TEXTE FOURNI
········

Le Congrès argentin a adopté mercredi 30 décembre la loi légalisant l’avortement. Après les députés le 11 décembre, le Sénat a, à son tour, ratifié le texte autorisant l’interruption volontaire de grossesse jusqu’à quatorze semaines et sans condition. Une révolution pour l’Amérique du sud où les lois contre l’avortement comptent parmi les plus restrictives du monde.
Une marée verte, symbole du combat pour le droit à l’avortement, pourrait bien submerger l’Amérique du sud, territoire empreint de machisme où les valeurs religieuses conservatrices sont légion. Mercredi 30 décembre, deux ans après avoir été rejeté par le parlement de Buenos Aires sous la pression de l’Église catholique, l’avortement sur simple demande est devenu légal en Argentine. Peu après 4 heures du matin et à l’issue de douze heures d’intenses discussions, les sénatrices et sénateurs ont en effet approuvé à 38 voix contre 29 (et une abstention) le projet de loi du gouvernement. Après des années de combat, c’est une avancée historique en faveur des droits des femmes dans un pays traditionnellement catholique qui consentait jusqu’alors – et depuis 1921 – l’interruption volontaire de grossesse uniquement en cas de viol ou de danger pour la vie de la mère.
Lire aussi l On fait le bilan : les victoires féministes de 2020
Mais ce n’est pas seulement la légalisation de l’IVG en Argentine que l’on fête depuis quelques jours. On célèbre également l’abnégation sans faille des militantes féministes argentines. Depuis 2015 et la naissance du mouvement contre les féminicides NiUnaMenos (Pas une de moins), le pays est au cœur d’un nouvel élan féministe sud-américain. Une effervescence qui s’est rapidement propagée à toute la région. Et ce tournant argentin sur l'avortement pourrait ouvrir la voie à d’autres pays d’Amérique latine, l’une des régions les plus restrictives au monde sur le sujet.
La liste des quelques pays sud-américains à autoriser l’avortement sans condition est bien maigre : Cuba depuis 1965, l’Uruguay et le Guyana depuis 2012, jusqu’à douze semaines de grossesse. Dans certains pays de la région, comme le Mexique, la loi s’applique selon une mosaïque fédérale. L’IVG n’y est légale que dans la capitale de Mexico depuis 2007 et dans l’État d’Oaxaca depuis 2019, jusqu’à douze semaines de grossesse.
Dans le reste de l'Amérique latine seuls le Panama, la Colombie, le Chili, le Brésil et le reste du Mexique tolèrent l'IVG… avec de drastiques conditions conditions. Le reste du continent sud-américain interdit encore strictement l’avortement et ce même en cas de viol ou de danger pour la mère. C’est le cas du Venezuela, du Paraguay, du Honduras, du Nicaragua, de la République dominicaine, du Salvador et du Suriname. Dans ces pays, l’avortement clandestin est passible de peine de prison pour homicide allant jusqu’à cinquante ans de réclusion.

········

Traduisez en anglais cette phrase de l'article sur la légalisation de l'avortement en Argentine : « Depuis 2015 et la naissance du mouvement contre les féminicides NiUnaMenos (Pas une de moins), le pays est au cœur d’un nouvel élan féministe sud-américain. »

········

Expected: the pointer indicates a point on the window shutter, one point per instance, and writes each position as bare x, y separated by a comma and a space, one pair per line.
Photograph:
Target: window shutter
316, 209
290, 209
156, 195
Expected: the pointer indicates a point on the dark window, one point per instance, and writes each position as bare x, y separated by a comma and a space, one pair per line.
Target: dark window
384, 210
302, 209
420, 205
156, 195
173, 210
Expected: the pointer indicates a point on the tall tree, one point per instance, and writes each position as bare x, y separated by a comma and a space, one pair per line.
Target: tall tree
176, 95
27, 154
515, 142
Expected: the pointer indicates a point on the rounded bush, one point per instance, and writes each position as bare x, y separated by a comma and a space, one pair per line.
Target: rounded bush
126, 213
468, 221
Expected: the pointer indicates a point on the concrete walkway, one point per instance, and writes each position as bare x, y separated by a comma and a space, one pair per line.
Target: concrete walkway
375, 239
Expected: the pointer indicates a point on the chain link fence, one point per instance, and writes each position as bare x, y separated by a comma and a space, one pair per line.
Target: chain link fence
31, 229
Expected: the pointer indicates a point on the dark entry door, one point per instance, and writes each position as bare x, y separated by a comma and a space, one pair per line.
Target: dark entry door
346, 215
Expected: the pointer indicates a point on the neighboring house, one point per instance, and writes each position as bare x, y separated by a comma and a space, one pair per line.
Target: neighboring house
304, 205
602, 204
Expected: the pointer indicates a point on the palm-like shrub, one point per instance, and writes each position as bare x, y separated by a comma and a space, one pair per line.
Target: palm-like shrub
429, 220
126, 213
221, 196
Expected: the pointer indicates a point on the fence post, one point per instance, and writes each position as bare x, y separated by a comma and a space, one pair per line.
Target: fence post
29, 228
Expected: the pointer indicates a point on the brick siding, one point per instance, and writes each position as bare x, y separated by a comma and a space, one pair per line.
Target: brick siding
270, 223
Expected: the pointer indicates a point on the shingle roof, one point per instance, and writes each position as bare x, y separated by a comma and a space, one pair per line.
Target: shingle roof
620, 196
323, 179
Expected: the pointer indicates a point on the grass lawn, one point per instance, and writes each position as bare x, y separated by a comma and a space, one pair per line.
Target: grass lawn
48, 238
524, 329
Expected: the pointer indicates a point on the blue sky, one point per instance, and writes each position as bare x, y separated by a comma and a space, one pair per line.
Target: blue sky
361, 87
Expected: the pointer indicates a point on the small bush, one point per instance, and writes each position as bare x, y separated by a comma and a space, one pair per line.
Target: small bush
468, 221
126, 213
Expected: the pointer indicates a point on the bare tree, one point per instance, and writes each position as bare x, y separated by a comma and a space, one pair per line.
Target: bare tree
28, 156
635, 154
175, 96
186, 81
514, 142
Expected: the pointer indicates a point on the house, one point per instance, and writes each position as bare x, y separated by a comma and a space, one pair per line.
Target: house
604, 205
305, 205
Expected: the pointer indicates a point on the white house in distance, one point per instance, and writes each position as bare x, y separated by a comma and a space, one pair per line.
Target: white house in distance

········

RÉPONSE COMPLÈTE
Since 2015 and the birth of the NiUnaMenos (Not One Less) movement against femicides, the country has been at the heart of a new South American feminist surge.